(Source records)
•••••
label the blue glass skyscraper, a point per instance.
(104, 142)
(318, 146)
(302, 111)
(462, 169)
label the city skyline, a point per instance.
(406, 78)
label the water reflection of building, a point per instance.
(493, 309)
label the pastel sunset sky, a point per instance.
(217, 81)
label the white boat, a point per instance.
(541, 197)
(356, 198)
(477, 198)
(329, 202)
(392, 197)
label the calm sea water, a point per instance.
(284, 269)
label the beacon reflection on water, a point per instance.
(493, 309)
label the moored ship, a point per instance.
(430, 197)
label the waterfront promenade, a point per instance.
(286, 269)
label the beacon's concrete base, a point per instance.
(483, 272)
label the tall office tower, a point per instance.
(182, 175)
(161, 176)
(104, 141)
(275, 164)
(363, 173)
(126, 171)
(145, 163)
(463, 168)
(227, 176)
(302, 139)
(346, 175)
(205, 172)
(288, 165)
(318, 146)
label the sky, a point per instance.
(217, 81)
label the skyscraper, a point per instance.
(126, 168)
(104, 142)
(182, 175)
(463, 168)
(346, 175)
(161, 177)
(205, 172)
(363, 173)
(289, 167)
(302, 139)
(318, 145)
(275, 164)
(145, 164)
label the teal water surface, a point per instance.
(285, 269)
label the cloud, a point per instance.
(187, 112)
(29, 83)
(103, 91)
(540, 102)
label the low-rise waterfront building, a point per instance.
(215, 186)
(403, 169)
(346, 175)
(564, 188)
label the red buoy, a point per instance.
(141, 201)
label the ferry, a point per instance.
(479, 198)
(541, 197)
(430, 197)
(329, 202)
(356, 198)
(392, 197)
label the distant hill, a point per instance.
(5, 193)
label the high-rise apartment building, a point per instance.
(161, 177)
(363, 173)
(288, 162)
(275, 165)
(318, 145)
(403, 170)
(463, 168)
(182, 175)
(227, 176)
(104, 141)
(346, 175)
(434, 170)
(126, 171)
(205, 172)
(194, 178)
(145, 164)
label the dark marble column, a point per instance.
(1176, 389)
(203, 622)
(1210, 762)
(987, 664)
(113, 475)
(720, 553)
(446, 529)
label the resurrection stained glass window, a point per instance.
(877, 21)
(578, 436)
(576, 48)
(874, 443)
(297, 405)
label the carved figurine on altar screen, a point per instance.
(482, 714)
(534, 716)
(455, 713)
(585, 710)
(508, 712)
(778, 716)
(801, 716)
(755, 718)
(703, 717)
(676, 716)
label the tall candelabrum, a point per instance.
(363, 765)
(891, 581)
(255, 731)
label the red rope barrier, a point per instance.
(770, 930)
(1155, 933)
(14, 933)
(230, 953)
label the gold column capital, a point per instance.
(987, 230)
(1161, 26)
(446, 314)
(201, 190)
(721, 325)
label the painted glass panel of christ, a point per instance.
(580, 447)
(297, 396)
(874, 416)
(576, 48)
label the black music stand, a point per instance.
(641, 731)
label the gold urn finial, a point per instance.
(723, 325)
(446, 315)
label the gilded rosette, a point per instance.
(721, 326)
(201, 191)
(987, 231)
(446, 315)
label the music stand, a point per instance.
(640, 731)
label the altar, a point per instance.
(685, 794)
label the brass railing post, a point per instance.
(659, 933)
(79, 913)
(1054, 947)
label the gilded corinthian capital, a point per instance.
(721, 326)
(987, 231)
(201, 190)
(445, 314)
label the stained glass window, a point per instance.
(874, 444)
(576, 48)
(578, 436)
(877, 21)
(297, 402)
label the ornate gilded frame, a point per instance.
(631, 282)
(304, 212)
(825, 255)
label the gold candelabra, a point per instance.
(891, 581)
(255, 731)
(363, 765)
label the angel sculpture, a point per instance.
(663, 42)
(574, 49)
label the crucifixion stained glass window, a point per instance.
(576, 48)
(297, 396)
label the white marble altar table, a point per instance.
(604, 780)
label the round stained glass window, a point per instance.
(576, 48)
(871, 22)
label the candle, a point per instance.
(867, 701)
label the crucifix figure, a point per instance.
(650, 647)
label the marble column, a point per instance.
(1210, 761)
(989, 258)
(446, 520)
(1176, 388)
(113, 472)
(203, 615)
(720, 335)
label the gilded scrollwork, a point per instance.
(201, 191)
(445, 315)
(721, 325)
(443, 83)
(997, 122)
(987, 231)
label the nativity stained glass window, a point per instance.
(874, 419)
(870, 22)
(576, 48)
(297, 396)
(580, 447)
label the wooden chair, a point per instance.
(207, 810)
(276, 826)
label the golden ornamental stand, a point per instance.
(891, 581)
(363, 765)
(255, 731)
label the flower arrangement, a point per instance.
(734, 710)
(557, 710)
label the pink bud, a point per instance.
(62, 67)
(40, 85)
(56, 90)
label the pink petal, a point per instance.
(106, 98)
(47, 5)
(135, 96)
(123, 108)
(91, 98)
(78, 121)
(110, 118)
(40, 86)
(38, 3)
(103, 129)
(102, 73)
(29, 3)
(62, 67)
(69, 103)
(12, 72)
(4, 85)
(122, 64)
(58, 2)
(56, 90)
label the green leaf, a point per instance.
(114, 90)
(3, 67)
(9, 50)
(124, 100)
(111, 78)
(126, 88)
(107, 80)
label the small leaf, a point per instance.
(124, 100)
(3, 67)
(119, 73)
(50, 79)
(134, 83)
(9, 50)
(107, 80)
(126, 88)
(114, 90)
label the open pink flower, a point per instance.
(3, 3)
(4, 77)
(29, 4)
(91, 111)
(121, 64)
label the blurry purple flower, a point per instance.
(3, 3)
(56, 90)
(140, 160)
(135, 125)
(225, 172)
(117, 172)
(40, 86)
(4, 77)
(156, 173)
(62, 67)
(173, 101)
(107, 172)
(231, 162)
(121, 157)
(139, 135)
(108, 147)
•••••
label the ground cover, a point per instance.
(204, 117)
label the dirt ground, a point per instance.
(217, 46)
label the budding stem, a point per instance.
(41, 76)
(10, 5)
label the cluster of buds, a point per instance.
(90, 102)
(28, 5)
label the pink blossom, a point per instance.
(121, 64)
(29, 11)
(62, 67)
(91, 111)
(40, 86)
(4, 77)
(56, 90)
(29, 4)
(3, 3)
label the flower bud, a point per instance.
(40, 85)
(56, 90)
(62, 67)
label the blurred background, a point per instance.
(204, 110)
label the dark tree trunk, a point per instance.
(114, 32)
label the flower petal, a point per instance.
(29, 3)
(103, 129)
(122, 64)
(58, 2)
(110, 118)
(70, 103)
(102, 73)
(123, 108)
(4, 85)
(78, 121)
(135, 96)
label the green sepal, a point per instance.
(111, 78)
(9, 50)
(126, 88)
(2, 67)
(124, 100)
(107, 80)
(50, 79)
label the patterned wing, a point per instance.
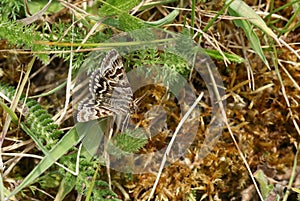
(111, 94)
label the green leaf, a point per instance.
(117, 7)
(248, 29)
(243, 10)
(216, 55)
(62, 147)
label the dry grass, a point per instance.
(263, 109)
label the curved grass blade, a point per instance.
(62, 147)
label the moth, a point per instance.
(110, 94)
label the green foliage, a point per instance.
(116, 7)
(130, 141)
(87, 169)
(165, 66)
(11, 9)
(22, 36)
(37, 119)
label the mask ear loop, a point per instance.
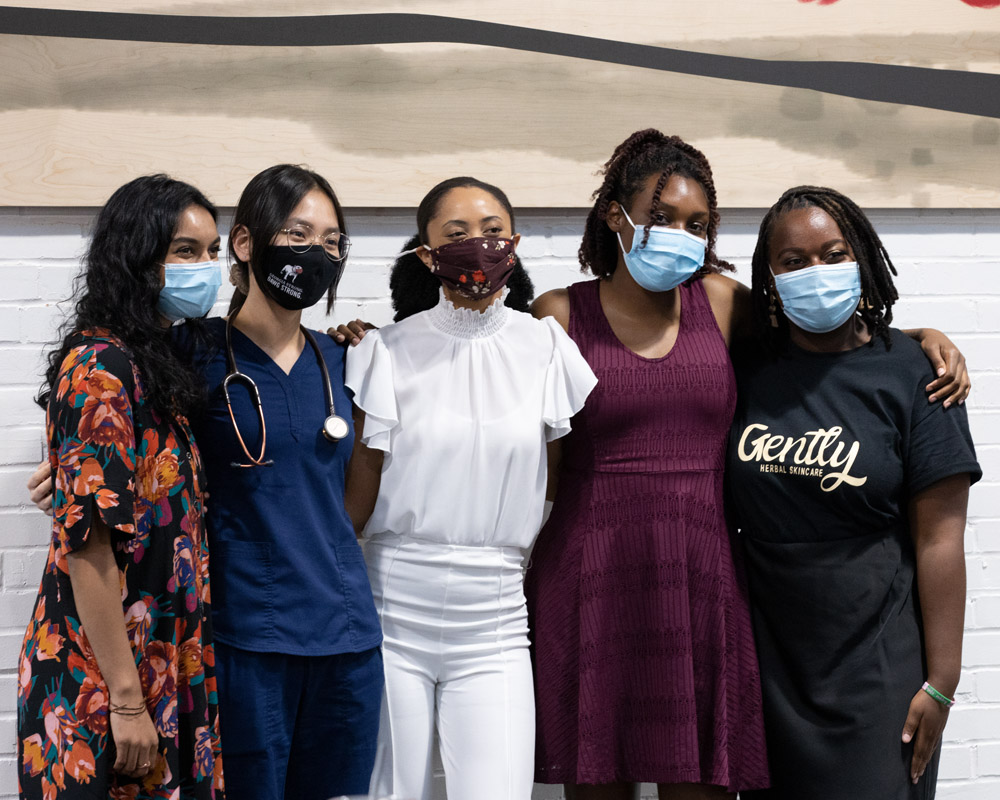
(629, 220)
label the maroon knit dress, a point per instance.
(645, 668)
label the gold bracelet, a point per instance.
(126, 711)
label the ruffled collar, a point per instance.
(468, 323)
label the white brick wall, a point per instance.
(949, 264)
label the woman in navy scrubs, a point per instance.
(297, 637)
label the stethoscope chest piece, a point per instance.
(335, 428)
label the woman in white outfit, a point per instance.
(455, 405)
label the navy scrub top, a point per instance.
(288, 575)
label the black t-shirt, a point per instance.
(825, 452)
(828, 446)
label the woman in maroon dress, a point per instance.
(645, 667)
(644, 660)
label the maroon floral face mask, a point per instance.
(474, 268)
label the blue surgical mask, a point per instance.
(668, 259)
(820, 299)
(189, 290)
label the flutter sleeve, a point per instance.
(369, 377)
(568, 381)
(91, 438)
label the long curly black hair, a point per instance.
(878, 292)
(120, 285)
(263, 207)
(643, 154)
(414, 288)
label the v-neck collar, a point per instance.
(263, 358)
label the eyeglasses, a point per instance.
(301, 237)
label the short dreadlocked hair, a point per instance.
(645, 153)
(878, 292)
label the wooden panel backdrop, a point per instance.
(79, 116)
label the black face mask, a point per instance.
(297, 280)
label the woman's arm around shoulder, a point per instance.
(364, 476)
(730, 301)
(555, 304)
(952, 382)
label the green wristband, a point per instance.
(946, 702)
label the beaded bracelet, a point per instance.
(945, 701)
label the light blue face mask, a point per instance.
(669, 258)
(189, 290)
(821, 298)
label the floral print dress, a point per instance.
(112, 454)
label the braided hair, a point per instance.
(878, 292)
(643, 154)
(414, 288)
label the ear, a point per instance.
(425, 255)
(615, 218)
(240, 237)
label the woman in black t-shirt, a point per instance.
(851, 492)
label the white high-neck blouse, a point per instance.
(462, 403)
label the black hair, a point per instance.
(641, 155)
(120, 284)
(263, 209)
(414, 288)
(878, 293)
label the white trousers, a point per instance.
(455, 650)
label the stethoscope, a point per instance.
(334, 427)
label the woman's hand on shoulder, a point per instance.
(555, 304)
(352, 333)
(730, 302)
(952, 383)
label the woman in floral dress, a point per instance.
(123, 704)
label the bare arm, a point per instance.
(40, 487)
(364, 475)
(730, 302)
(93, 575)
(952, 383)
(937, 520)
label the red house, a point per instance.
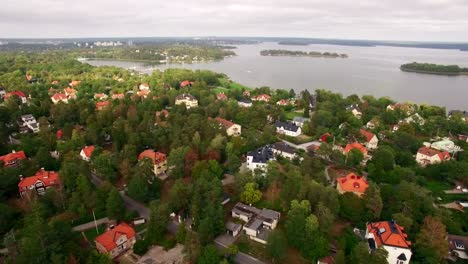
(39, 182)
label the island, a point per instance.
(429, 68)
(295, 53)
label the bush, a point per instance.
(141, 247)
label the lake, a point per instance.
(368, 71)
•••••
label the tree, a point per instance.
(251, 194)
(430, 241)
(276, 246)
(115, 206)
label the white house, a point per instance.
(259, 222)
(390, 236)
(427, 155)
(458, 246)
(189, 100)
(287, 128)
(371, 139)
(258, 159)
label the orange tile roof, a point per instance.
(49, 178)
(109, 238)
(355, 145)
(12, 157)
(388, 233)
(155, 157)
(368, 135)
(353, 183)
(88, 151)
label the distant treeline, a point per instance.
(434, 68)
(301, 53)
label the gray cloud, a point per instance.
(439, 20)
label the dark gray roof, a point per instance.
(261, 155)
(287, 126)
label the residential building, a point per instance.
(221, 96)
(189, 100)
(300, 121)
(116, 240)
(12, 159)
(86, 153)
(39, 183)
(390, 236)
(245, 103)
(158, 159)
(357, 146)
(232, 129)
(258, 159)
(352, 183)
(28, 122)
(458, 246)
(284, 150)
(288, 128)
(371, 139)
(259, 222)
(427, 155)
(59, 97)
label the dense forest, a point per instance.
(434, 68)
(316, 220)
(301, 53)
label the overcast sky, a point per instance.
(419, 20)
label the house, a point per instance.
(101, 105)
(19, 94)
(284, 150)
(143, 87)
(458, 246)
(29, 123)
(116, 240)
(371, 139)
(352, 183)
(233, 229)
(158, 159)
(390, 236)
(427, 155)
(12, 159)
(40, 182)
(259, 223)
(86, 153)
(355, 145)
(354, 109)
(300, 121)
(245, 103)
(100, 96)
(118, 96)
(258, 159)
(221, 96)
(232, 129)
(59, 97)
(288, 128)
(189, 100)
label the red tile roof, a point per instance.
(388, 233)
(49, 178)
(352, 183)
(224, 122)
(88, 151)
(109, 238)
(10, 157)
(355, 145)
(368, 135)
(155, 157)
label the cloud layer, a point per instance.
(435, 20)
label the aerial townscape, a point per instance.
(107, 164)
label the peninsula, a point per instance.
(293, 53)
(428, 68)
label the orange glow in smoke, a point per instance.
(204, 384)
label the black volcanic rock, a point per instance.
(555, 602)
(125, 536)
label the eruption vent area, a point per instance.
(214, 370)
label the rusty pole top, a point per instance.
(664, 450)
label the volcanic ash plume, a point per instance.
•••••
(What you will do) Locate each line in the listing above that contains the word "high", and copy those lines out. Case counts.

(Task result)
label the high-rise apartment building, a point per instance.
label the white high-neck blouse, a point per instance.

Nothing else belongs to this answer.